United States District Court, N.D. Mississippi, Greenville Division

September 29, 2017




         Before the Court are (1) New York Life Insurance Company's “Motion for Summary Judgment and for Dismissal, ” Doc. #25; (2) Michael Willis' unopposed motion to exceed page limits, Doc. #44; and (3) Fried Alligator Films, LLC and Jerry Tankersley's “Motion to Strike New Legal Arguments and Evidence Raised in Rebuttal to their Memorandum Brief in Opposition to Motion for Summary Judgment and for Dismissal, ” Doc. #47.


         Procedural History

         On July 15, 2016, Fried Alligator Productions, LLC and Jerry Tankersley filed a complaint in the Circuit Court of Leflore County, Mississippi, against New York Life Insurance Company (“NYL”), Michael Willis, and John Does 1-10. Doc. #2. In the complaint, Fried Alligator and Tankersley alleged that the defendants sold them a universal life policy, rather than a custom whole life policy proposed by Tankersley, which was to be used as collateral to finance Fried Alligator's business operations up to $5, 000, 000. The plaintiffs further alleged that the universal life policy could not be used for its intended purpose.

◆ **Data section**
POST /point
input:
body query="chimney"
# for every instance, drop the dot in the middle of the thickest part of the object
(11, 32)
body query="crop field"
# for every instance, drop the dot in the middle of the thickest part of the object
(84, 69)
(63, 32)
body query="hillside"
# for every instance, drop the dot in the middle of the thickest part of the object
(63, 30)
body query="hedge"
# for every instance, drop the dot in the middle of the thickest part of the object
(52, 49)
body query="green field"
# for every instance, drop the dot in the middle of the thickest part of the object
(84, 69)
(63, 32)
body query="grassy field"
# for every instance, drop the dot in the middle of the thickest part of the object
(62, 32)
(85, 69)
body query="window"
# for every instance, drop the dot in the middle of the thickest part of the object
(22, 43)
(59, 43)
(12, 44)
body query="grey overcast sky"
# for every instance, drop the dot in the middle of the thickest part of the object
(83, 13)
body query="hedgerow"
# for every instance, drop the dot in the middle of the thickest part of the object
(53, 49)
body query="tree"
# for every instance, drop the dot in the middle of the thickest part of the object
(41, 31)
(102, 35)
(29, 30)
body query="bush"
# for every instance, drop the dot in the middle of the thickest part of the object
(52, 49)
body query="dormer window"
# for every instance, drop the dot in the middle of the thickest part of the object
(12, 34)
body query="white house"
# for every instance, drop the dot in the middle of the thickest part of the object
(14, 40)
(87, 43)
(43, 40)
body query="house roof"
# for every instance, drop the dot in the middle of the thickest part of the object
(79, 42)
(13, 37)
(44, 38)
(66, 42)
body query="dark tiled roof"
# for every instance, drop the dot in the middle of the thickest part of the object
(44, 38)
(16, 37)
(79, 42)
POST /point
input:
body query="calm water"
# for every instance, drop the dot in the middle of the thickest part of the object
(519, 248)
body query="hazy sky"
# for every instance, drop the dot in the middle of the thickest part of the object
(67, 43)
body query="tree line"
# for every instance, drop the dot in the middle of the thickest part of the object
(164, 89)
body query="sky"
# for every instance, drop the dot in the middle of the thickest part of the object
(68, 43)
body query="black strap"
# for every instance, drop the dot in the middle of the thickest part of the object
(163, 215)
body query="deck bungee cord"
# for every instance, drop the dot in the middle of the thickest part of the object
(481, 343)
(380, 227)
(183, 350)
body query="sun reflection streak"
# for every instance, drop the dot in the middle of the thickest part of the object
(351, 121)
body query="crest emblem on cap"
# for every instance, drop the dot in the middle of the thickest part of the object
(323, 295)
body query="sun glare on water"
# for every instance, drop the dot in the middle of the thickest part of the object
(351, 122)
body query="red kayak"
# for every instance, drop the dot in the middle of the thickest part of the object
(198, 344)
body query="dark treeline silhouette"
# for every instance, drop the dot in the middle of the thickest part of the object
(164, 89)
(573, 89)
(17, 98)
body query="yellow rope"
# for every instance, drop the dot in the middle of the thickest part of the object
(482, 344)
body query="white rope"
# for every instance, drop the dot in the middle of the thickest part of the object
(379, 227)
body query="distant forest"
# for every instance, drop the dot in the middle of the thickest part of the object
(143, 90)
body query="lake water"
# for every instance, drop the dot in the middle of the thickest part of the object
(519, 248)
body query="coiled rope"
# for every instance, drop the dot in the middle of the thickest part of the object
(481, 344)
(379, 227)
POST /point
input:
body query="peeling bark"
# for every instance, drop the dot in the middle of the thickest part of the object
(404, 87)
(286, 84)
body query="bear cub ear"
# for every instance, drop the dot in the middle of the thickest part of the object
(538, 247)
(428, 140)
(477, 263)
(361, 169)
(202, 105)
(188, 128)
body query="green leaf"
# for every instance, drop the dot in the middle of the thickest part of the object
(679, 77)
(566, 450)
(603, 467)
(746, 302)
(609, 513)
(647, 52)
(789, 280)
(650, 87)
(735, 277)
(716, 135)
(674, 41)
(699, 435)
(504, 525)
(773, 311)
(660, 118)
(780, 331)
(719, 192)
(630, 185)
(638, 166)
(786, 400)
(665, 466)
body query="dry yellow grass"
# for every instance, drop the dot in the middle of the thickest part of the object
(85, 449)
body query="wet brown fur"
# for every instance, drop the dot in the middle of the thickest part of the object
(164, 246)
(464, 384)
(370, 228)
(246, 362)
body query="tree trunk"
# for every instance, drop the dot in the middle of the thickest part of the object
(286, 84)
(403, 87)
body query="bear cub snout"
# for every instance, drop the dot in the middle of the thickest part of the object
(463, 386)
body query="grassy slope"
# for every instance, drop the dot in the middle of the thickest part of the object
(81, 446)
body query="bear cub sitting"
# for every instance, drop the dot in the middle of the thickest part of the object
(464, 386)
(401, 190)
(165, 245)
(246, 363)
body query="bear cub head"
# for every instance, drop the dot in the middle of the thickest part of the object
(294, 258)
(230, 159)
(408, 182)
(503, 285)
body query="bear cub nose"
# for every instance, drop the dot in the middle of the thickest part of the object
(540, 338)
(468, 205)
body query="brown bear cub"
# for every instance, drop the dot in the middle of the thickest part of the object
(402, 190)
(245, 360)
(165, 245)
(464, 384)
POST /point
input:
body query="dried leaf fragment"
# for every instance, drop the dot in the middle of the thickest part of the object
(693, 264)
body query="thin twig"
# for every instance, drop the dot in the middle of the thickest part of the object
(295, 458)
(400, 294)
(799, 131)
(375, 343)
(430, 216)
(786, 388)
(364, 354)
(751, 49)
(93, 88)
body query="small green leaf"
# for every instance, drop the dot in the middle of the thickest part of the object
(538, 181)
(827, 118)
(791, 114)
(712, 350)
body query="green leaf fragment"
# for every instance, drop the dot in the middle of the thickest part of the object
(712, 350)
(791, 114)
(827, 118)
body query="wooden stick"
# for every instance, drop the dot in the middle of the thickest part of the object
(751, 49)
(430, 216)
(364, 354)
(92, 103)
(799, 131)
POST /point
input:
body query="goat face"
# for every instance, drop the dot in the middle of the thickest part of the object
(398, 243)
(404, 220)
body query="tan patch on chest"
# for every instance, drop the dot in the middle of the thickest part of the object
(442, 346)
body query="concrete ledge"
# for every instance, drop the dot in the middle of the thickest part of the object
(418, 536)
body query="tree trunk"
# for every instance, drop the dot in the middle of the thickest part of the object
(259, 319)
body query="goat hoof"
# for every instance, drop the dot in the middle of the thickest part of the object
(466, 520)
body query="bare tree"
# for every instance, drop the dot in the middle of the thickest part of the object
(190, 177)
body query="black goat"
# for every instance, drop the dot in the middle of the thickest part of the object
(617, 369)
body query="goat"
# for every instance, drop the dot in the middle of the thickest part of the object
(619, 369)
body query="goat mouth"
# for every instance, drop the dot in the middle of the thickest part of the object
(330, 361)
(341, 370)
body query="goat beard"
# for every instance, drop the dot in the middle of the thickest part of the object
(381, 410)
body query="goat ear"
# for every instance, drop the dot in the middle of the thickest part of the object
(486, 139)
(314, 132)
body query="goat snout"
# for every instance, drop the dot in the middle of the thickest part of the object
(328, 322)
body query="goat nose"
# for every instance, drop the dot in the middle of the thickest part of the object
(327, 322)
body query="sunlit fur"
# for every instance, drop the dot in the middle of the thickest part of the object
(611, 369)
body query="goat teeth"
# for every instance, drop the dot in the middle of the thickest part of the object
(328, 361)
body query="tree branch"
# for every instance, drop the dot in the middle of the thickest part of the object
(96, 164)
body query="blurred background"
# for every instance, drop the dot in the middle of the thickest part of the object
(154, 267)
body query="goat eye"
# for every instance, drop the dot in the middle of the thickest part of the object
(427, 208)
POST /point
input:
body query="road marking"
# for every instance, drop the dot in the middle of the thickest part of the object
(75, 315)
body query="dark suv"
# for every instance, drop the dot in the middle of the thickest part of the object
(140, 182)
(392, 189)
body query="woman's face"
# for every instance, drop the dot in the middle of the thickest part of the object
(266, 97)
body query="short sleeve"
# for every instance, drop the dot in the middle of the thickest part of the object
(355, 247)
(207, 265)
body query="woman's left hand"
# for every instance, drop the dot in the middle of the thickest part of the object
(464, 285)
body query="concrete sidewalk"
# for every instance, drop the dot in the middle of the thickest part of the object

◆ **Task instructions**
1. Write out the passage of the court excerpt from "Procedural History" up to and including "its intended purpose.".
2. List every docket number that the court excerpt cites.
3. According to the court excerpt, in which court did Fried Alligator Productions, LLC and Jerry Tankersley file their complaint?
The lines have no connection to the court excerpt.

◆ **Written responses**
1.
Procedural History

         On July 15, 2016, Fried Alligator Productions, LLC and Jerry Tankersley filed a complaint in the Circuit Court of Leflore County, Mississippi, against New York Life Insurance Company (“NYL”), Michael Willis, and John Does 1-10. Doc. #2. In the complaint, Fried Alligator and Tankersley alleged that the defendants sold them a universal life policy, rather than a custom whole life policy proposed by Tankersley, which was to be used as collateral to finance Fried Alligator's business operations up to $5, 000, 000. The plaintiffs further alleged that the universal life policy could not be used for its intended purpose.

2. Doc. #25, Doc. #44, Doc. #47, Doc. #2

3. The Circuit Court of Leflore County, Mississippi.